## REQUEST:
Please lay out the data below as a two-column CSV headed input and output, giving one row to each paragraph of text and the points listed after it. Put each in its own quoted field with line breaks replaced by spaces, and leave the pictures out.

## GIVEN DATA:
--*--

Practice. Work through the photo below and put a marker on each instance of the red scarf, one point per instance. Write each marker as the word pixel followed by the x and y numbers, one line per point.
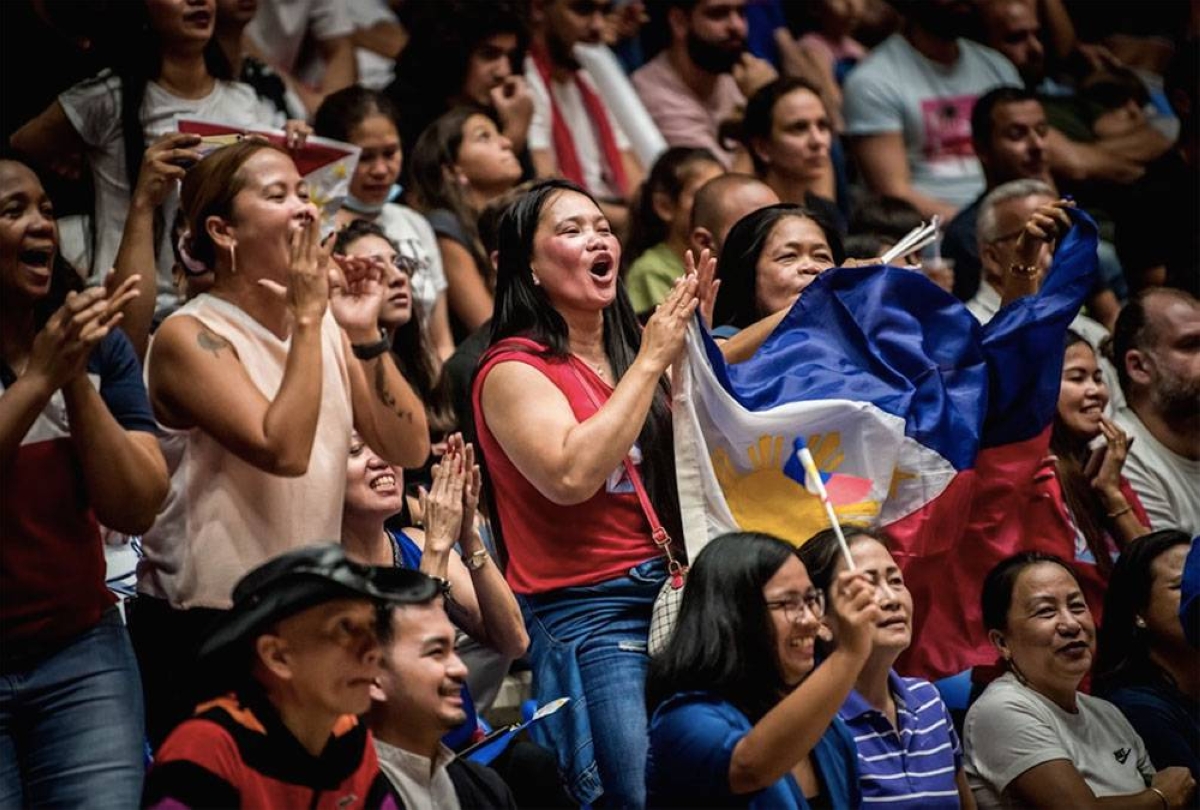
pixel 564 143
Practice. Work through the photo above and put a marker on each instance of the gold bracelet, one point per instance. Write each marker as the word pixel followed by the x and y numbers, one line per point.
pixel 477 561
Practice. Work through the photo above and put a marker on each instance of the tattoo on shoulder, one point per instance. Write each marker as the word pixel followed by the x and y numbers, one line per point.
pixel 385 395
pixel 210 341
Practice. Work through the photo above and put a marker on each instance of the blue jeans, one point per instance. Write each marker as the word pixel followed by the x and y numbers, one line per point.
pixel 71 730
pixel 589 643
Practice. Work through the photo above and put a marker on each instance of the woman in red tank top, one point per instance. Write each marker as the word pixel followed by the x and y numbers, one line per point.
pixel 571 407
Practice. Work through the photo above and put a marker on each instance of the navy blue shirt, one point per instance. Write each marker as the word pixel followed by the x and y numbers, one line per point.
pixel 1165 719
pixel 693 736
pixel 915 763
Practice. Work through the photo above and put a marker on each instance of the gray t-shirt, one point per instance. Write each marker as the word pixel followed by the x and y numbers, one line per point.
pixel 897 89
pixel 1012 729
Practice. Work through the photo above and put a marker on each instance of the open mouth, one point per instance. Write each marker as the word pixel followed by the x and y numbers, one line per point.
pixel 383 483
pixel 603 267
pixel 1074 648
pixel 36 257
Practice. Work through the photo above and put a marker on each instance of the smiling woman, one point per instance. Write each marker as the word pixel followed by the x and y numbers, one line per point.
pixel 257 384
pixel 1032 738
pixel 742 715
pixel 786 246
pixel 909 754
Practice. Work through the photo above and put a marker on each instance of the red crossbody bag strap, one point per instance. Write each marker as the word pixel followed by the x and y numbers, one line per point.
pixel 659 534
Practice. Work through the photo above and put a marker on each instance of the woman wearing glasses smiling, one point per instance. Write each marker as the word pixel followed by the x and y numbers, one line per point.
pixel 741 718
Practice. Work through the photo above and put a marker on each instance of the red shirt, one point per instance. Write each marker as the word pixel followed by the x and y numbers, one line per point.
pixel 551 546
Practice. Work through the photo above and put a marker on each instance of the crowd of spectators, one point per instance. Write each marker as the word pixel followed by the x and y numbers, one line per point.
pixel 367 466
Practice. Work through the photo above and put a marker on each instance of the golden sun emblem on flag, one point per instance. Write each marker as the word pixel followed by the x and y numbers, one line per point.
pixel 766 499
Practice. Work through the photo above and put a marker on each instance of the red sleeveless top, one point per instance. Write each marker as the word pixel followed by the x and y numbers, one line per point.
pixel 551 546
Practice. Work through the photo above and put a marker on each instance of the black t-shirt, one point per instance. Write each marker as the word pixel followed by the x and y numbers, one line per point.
pixel 1157 223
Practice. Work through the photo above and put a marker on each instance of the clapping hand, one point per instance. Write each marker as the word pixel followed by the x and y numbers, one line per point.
pixel 357 294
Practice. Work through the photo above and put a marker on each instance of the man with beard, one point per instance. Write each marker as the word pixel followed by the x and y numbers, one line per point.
pixel 1081 145
pixel 703 76
pixel 1013 141
pixel 573 133
pixel 907 107
pixel 1156 348
pixel 414 702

--*--

## REPLY:
input,output
"Practice. Work through the photo below and put a marker on each instance of the red scarf, one point per instance. Write each marker as the word pixel followed by the x and y numbers, one line per point.","pixel 564 143"
"Practice. Work through the photo above and put a marker on each instance of the gold bracelet, one point per instance. Write each marker as the word pixel followed by the x and y numbers, one line per point.","pixel 477 561"
"Practice. Work through the photo above and put a marker on each instance of the tattoo on shoulder, one point per instance. Write each marker as the word pixel followed by the x and y numbers, one line per point.","pixel 385 395 pixel 210 341"
"Practice. Work through the photo above and put a marker on each instance of the blue jeans, one point per instance. Write each marker as the word pixel followed by the x and y numbers, one line per point.","pixel 71 730 pixel 589 643"
"Practice. Work through the photo above and put a marker on each instance of the woman in red tank top, one point per instance. Write each marker as the word pixel followed by the x and y numbers, one line per point.","pixel 571 407"
"Practice. Work through the photo above and put a marker on each instance of the navy blue shirt, one point per instance. Write each marker as the word pixel followed by the x and y numbers, one line per point.","pixel 1165 719 pixel 693 736 pixel 915 763"
"Practice. Work through the photo above and put a marker on each instance of the gray t-shirt, one point per instance. Write each marker as the word pixel followed by the x and y numbers, one line per point.","pixel 897 89 pixel 1012 729"
"Practice. Work through the photo above and put a marker on each instance of the open mouth, one point per instance. Write each marker as the word pixel followed by the x and y numbers, one line per point.","pixel 383 483 pixel 603 267 pixel 1074 648 pixel 36 257"
"Practice. Work through the photo above and put a marker on each instance of the smiling woman, one point per instance. Write each marker as the word pixel followed by the x and y numbers, one line per point.","pixel 257 384 pixel 1032 738 pixel 742 715 pixel 786 246 pixel 909 754"
"Practice. Work through the photo above and put a marker on each instance of the red crossbody bag strap, one point per instance. Write each marker as the word pixel followed by the x and y numbers, one line per point.","pixel 659 534"
"Practice. Work through the photo above and put a marker on each instance of the woman wearing glasses smiling, one point per instance. Write each marker as the word pixel followed by the x and y numbers, one line per point.","pixel 741 718"
"Practice. Work through the photo above and put a marker on each instance of the red shirt, one point per instance. Write each marker as the word pixel followed by the x and y numbers, one line per point.","pixel 551 546"
"Practice. Work through the photo above and put a marker on each instance of the crowd of spectators, one point per instance. Write each marker as the word pixel followed by the x and y numbers, one line per point.","pixel 367 466"
"Practice. Work through the photo above and put a marker on each instance of the golden sun emblem on flag, one point per instance. Write each marker as the word pixel followed by the x and y numbers, one line per point.","pixel 766 499"
"Practice. Work through the photo above and put a marker on each instance of the red sleeveless top, one point per instance. Write each marker as the word pixel followed by the x and y numbers, one line per point.","pixel 551 546"
"Practice. Work through the photo above and put a marker on each instance of the black t-shirt, one point per instance. Write each marker as the word pixel followed by the x and y numbers, one line per point.","pixel 1157 223"
"Practice. Work through the photo above and put a marker on each instance of the clapping hand, one point per instance. Write each marker as the word pixel followed by the x and y numbers, one line per point.","pixel 357 294"
"Practice. Work through the photo above and put a marker on each instance of the man with beard, one point per instance. Write each marker as the word pixel followed by the x and y numbers, one line per point.","pixel 1081 145 pixel 703 76 pixel 1013 141 pixel 573 133 pixel 907 107 pixel 1156 348 pixel 414 702"